TASK TO COMPLETE> Extract each line in the records below that contains the string "banner", and reproduce those lines in their original order.
• • • • •
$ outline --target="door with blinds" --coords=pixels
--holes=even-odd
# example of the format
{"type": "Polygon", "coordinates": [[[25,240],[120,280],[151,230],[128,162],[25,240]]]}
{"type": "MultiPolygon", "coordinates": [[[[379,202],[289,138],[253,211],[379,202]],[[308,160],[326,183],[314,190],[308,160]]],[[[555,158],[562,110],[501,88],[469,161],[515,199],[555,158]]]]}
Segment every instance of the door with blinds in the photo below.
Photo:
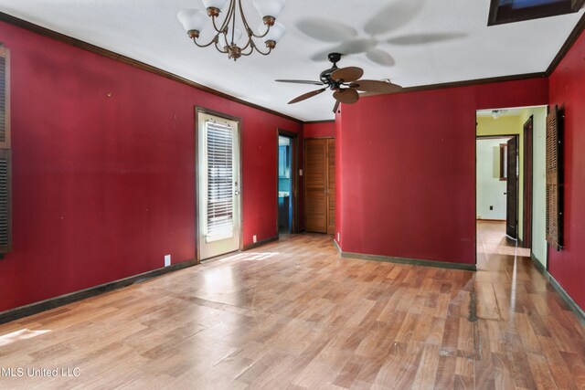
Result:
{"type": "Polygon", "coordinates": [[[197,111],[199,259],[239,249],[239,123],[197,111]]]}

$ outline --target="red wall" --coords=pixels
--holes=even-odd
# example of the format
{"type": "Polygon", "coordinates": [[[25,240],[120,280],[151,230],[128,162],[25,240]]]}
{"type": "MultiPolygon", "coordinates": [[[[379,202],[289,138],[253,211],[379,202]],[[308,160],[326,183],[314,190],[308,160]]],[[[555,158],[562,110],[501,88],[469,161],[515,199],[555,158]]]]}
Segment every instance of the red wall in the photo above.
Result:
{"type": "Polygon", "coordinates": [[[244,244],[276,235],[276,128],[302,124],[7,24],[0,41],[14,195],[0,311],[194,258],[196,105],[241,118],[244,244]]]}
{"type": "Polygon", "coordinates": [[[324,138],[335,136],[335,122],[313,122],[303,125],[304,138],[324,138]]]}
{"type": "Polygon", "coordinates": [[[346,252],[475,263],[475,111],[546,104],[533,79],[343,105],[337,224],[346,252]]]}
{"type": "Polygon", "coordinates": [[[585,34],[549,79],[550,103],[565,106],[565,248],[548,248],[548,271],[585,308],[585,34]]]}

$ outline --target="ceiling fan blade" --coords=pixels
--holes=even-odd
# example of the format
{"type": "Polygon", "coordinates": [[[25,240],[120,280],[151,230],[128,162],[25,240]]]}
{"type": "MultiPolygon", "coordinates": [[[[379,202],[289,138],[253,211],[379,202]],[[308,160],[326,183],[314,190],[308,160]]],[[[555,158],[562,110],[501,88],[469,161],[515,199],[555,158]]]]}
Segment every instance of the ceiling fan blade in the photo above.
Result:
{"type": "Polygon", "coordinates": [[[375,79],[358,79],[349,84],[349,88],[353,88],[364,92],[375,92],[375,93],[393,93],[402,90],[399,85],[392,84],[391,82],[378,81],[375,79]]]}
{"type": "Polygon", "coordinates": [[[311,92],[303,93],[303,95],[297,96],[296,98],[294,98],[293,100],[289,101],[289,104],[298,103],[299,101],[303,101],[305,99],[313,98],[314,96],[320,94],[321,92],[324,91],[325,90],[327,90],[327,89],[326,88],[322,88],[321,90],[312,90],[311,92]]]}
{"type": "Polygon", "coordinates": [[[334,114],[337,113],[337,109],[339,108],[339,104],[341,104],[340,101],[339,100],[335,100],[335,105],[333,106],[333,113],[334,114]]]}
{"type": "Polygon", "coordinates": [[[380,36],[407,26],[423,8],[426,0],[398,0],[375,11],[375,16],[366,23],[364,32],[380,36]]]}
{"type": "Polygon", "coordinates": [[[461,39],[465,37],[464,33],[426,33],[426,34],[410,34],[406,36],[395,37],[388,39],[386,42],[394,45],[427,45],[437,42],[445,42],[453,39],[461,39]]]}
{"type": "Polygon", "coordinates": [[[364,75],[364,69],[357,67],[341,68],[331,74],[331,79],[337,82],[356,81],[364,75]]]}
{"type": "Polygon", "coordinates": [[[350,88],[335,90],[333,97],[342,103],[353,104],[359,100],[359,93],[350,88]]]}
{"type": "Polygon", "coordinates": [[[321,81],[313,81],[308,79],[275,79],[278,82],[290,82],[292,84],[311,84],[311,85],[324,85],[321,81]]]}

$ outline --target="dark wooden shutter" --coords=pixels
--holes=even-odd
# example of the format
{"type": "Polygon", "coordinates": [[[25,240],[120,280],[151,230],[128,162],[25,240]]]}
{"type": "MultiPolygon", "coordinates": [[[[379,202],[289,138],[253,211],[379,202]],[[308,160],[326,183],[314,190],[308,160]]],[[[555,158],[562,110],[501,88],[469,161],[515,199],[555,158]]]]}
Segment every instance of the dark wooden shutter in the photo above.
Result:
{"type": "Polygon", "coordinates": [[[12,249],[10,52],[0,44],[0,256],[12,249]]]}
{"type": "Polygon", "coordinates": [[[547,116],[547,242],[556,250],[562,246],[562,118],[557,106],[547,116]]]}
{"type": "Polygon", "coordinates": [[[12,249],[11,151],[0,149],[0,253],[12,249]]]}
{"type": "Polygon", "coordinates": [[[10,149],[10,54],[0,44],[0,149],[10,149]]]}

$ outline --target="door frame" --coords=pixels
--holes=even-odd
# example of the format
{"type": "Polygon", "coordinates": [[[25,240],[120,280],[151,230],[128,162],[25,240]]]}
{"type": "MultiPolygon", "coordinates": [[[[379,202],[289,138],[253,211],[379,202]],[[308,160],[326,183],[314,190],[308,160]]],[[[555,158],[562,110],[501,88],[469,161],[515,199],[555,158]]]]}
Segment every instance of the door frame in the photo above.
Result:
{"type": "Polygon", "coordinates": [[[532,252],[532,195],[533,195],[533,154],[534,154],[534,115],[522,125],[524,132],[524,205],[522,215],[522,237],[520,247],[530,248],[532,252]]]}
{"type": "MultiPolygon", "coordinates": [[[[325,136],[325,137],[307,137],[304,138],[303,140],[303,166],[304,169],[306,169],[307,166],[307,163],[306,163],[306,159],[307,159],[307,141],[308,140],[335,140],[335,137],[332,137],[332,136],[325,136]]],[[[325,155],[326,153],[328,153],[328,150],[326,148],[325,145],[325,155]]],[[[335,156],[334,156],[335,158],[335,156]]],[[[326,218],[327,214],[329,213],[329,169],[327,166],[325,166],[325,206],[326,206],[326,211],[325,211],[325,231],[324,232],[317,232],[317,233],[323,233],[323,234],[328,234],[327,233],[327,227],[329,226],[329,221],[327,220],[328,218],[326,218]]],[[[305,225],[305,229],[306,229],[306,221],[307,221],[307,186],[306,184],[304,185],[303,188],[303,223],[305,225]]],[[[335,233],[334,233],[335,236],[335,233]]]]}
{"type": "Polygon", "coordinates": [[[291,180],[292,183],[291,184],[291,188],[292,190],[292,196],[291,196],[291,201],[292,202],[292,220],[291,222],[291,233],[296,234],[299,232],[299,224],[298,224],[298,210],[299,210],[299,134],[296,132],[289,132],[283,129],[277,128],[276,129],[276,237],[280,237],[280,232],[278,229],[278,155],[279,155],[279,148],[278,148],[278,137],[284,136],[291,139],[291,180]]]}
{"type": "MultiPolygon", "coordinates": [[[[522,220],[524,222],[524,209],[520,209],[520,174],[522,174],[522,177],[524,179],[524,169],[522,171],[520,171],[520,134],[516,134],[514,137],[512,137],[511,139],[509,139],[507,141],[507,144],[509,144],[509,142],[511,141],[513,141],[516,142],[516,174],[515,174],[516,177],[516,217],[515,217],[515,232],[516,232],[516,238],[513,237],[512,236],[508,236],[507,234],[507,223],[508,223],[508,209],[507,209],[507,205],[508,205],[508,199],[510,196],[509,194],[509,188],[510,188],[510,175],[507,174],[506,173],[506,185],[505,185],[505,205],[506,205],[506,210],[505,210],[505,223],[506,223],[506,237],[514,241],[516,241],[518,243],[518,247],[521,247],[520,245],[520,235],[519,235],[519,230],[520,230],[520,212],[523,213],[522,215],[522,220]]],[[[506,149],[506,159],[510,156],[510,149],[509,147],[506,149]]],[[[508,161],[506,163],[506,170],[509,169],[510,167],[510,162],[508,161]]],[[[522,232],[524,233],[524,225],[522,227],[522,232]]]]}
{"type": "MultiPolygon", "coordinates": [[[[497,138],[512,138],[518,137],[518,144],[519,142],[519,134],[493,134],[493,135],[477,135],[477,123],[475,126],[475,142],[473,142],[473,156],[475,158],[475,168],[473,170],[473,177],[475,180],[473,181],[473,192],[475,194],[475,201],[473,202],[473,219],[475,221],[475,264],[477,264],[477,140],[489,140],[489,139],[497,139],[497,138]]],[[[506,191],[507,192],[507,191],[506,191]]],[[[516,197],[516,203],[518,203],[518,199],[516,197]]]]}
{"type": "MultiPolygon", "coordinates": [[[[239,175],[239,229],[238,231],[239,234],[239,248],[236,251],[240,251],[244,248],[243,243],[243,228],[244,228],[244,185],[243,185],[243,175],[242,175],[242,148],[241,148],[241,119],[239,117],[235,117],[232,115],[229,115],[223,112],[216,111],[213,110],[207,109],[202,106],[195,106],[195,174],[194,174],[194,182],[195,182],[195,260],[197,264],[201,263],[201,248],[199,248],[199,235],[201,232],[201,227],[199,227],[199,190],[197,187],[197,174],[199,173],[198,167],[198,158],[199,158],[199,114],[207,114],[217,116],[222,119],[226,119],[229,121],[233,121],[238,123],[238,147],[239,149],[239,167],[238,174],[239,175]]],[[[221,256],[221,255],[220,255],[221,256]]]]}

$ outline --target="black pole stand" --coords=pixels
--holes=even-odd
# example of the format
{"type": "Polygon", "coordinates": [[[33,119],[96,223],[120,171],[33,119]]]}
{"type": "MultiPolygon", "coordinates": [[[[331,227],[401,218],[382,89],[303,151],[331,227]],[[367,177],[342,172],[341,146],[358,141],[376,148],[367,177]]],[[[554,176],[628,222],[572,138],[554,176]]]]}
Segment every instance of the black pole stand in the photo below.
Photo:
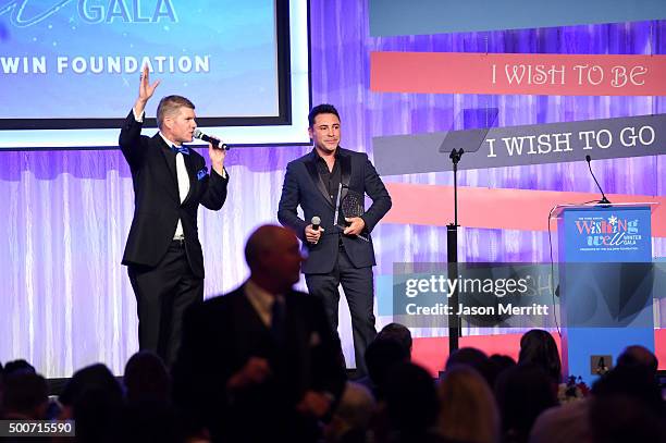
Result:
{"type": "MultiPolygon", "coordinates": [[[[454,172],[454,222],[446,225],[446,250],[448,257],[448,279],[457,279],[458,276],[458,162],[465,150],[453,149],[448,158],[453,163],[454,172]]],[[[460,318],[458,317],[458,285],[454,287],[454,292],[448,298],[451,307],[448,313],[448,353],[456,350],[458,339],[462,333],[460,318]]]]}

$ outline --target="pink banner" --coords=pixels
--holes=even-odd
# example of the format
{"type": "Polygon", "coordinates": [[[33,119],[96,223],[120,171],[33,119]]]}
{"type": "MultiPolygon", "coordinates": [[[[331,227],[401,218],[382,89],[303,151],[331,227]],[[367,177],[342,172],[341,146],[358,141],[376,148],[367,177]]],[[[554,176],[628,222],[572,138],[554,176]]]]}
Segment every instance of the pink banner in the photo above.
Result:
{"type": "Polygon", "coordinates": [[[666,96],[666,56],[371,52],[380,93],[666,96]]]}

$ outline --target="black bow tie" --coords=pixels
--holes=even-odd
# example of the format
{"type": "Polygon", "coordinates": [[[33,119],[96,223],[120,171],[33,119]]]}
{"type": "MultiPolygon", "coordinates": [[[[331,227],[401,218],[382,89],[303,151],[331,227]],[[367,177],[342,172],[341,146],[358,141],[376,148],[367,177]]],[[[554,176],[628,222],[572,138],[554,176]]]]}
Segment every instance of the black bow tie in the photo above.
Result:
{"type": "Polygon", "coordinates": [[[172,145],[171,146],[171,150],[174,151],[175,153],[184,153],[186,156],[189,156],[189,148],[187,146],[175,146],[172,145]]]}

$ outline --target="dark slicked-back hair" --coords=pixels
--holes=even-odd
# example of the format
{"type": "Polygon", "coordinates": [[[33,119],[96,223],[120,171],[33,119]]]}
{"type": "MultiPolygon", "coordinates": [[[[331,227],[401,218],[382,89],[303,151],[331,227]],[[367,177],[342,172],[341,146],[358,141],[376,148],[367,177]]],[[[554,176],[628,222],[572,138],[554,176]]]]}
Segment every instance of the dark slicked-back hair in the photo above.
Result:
• • • • •
RESULT>
$ outline --target="pink banner" --coords=pixels
Segment every instance of the pink banner in the photo above.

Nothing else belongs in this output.